- Text extract -

SUMMARY OF THE INVENTION

One object of the present invention is to provide a support structure of an anvil pin which can transmit rotation force coming from a rotor shaft to an anvil stably in a power impact wrench.
Another object of the present invention is to secure a stable reciprocating movement of the anvil pin such that the anvil pin can slide in the axial direction within the concave grooves of the hammer but cannot move in the radial direction of the hammer to the utmost, in order not to be effected even if the cam release spring is a little unstable and rattles.
The other object of the present invention is to provide a stable support structure of an anvil pin in an impact wrench which can generate strong impact force by making the tip of the anvil pin reach the ear-like projection smoothly without striking the chin portion of the anvil by a stable reciprocating movement.

BRIEF DESCRIPTION OF THE DRAWINGS

The present invention will be described with reference to the accompanying drawings; wherein:

Fig. 1 is a sectional view of an impact wrench of a conventional type;
Fig. 2 is a sectional view along the line II-II of Fig. 1;
Fig. 3 is a sectional view along the line III-III of Fig. 1;
Fig. 4 is a sectional view of an impact wrench according to the present invention;
Fig. 5 is a sectional view along the line V-V of Fig. 4;
Fig. 6 is a detailed view of an anvil shaft and a hammer cam portion; and
Fig. 7 is an enlarged view of a concave groove in the hammer.

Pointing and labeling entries
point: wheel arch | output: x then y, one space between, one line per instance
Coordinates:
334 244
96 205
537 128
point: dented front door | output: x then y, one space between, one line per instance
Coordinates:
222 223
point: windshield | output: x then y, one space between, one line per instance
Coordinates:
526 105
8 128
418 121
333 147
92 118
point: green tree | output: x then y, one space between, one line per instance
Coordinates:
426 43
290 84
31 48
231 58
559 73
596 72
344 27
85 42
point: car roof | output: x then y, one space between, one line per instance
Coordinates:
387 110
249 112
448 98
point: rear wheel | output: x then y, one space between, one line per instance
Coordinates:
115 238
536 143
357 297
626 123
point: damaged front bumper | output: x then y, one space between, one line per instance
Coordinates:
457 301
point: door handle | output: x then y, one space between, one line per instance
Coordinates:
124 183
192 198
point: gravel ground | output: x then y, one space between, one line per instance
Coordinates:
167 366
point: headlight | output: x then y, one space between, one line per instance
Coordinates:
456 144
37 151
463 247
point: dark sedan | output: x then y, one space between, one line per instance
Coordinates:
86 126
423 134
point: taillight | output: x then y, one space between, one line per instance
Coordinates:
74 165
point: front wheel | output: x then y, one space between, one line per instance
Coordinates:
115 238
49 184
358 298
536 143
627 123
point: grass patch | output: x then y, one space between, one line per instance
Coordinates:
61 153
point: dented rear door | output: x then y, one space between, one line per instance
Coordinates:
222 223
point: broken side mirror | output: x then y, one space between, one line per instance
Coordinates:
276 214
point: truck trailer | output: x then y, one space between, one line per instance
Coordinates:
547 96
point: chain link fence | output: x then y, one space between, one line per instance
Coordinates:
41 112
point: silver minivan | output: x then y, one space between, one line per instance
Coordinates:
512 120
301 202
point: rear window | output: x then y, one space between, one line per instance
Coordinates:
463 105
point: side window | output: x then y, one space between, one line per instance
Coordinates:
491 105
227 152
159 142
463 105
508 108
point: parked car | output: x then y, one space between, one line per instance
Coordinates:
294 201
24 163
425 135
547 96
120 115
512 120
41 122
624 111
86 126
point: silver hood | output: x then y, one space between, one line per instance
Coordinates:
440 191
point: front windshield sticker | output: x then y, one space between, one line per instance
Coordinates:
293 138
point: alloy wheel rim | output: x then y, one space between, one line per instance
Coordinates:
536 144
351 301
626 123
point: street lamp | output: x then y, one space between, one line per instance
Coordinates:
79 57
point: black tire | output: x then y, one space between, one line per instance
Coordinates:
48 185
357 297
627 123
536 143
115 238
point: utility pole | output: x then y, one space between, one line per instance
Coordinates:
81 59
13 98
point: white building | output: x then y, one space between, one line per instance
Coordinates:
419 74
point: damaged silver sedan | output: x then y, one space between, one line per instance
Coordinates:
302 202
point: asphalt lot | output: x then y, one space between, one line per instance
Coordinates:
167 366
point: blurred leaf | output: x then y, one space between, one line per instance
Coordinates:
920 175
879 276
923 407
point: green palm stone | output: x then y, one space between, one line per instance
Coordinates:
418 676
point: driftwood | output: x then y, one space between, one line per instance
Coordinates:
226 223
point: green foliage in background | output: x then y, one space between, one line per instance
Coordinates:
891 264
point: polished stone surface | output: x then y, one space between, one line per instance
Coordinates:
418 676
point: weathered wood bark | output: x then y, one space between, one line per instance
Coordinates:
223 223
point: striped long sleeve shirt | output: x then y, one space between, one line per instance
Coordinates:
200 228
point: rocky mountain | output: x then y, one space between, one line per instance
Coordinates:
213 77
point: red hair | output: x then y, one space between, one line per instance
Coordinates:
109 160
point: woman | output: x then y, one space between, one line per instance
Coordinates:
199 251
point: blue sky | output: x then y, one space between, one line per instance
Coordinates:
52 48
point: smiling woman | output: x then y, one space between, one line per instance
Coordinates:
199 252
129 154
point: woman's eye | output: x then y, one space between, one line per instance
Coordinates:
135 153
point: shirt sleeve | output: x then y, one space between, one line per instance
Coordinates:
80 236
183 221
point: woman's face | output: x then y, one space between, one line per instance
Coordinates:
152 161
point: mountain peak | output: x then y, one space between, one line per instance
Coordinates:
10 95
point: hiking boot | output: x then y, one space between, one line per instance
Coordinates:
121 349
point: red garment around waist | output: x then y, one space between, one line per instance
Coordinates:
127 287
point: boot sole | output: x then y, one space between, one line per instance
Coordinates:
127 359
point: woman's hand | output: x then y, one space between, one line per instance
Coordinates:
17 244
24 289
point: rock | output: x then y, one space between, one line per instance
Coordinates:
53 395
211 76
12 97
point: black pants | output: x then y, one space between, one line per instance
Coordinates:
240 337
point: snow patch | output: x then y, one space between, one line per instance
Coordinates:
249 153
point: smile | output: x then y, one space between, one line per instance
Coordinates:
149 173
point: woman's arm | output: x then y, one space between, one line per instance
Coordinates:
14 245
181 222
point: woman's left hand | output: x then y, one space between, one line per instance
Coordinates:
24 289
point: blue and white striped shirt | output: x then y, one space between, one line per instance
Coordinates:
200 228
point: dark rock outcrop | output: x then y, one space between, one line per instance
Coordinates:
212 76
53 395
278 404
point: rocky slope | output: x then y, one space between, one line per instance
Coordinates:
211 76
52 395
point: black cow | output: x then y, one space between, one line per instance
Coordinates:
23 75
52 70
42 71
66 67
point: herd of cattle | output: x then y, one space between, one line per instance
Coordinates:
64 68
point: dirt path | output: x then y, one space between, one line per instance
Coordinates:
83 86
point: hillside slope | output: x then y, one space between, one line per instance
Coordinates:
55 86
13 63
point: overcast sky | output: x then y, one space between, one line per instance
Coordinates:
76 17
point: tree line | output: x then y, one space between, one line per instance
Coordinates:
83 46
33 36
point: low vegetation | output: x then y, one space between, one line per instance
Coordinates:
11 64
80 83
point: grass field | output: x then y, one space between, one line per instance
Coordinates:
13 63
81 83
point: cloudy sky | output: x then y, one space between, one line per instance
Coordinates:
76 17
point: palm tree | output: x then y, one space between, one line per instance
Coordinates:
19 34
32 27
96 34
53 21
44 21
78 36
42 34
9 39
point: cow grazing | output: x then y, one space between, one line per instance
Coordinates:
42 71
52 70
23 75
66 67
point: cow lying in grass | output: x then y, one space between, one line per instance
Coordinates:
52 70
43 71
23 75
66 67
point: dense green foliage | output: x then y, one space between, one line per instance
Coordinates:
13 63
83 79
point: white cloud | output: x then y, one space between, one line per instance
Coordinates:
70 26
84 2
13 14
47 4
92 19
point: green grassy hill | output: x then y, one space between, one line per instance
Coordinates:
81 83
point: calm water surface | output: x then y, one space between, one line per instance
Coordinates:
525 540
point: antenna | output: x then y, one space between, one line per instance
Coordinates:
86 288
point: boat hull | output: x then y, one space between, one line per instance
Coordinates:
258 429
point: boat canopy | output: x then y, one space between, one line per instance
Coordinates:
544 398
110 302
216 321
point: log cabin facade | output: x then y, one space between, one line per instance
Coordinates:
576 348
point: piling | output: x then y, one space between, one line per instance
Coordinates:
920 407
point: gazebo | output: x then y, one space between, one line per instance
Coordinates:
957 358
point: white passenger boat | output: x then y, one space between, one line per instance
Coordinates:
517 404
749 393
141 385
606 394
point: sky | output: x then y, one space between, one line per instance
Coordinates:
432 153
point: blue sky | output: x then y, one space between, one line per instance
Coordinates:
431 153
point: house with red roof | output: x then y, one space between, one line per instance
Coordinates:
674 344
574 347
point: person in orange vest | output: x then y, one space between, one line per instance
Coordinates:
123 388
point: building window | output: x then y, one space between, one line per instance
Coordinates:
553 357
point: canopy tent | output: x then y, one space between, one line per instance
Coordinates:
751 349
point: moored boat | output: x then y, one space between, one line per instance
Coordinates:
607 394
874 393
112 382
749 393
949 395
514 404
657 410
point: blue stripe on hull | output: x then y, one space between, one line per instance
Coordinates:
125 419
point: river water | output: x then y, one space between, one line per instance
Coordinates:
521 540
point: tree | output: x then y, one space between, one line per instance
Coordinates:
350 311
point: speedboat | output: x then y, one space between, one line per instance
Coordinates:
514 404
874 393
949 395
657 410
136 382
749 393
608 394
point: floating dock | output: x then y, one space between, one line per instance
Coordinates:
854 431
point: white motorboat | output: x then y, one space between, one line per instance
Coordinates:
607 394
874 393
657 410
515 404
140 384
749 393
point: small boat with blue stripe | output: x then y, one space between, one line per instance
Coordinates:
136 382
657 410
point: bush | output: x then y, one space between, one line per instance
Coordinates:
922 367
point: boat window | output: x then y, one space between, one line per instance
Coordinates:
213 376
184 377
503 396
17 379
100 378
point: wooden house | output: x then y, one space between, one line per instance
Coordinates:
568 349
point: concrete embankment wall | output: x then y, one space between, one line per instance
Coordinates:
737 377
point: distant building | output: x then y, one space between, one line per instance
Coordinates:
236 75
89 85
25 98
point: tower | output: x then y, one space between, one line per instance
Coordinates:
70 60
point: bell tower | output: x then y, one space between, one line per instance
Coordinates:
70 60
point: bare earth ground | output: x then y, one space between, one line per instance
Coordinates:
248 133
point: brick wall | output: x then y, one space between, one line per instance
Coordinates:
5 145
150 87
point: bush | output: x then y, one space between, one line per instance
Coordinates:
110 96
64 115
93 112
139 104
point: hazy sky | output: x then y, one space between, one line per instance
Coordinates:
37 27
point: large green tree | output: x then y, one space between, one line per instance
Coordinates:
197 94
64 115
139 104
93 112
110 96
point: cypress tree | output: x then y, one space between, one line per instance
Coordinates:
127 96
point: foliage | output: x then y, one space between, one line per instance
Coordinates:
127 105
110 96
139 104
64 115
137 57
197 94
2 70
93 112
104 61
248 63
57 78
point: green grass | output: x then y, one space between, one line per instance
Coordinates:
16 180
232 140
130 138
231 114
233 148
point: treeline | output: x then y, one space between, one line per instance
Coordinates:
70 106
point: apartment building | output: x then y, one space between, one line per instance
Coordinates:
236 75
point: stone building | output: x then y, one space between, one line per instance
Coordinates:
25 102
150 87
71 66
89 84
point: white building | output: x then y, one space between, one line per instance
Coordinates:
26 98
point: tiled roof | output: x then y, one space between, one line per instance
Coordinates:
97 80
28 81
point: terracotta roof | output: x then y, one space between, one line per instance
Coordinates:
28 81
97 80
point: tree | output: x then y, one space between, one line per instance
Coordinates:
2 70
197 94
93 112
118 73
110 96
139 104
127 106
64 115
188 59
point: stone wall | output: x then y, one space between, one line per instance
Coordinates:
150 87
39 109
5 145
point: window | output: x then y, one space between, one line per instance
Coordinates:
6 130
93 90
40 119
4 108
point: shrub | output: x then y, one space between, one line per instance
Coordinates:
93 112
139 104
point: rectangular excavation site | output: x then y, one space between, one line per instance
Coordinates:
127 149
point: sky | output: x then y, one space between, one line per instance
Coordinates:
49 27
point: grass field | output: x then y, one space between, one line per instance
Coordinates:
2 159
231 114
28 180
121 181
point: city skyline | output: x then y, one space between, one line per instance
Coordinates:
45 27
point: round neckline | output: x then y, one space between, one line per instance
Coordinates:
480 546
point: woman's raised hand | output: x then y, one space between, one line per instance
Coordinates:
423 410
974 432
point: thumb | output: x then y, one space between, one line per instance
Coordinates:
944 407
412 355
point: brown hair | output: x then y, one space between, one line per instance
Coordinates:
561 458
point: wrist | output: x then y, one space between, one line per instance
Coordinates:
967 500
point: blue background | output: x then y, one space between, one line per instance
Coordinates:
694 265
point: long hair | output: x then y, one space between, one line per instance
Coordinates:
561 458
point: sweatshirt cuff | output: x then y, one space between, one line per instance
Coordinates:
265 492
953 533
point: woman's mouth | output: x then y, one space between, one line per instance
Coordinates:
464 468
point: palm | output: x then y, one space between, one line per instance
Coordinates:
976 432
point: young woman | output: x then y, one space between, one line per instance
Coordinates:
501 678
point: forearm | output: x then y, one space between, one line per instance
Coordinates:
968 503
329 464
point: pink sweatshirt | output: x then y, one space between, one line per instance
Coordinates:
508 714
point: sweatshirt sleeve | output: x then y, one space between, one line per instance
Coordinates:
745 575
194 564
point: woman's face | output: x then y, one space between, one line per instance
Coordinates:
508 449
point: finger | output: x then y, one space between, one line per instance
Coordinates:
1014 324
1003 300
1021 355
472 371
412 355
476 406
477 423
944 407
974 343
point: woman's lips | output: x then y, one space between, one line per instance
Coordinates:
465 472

- Directives -
a) According to the impact wrench text, what does Fig. 7 show?
b) Carry the impact wrench text forward from its last sentence.

- Task responses -
a) An enlarged view of a concave groove in the hammer.

b)
DETAILED DESCRIPTION OF THE PREFERRED EMBODIMENTS

One embodiment will be described with reference to Fig. 4 and the following figures. Reference numeral 20 represents a hammer having a spline 21 engaged with a motor shaft. 22 represents a lumen. The hammer 20 has concave grooves 23 provided in the axial direction opposing in the diametral direction. In the concave grooves 23, anvil pins 24 are fitted movably in the axial direction.
25 represents an anvil shaft, and has a pair of ear-like anvils 26 provided integrally in the middle portion. 27 represents splines and 28 represents a cam pilot system. 29 represents a cam pilot fitted rotatably to the system 28, and 30 represents a cam ball. 31 represents a hammer cam and engaged slidably with splines 27 of the anvil shaft 25. The hammer cam 31 has a cam portion 32 at one end thereof and a driving portion 33 having a large diameter engaged with a circular groove 24a of the anvil pin 24 in the middle portion.
The opposite side of the cam portion 32 of the hammer cam 31 is a cylindrical portion 34, and a cam release spring 35 is fitted into this portion. Relating to Fig. 7., a concave groove 23 provided in the hammer is shown on a larger scale. The concave groove 23 is a cylindrical concave groove making the point O a center, and the distance L between centers of the opposing concave grooves 23, 23 is larger than the inside diameter D of the lumen 22 of the hammer. Therefore, the structure is such that the opening width l of the concave groove 23 toward the lumen is smaller than the maximum diameter d of the anvil pin 24 (1<d), thereby the anvil pin 24 cannot move toward inside in the radial direction. 36 represents an anvil spacer.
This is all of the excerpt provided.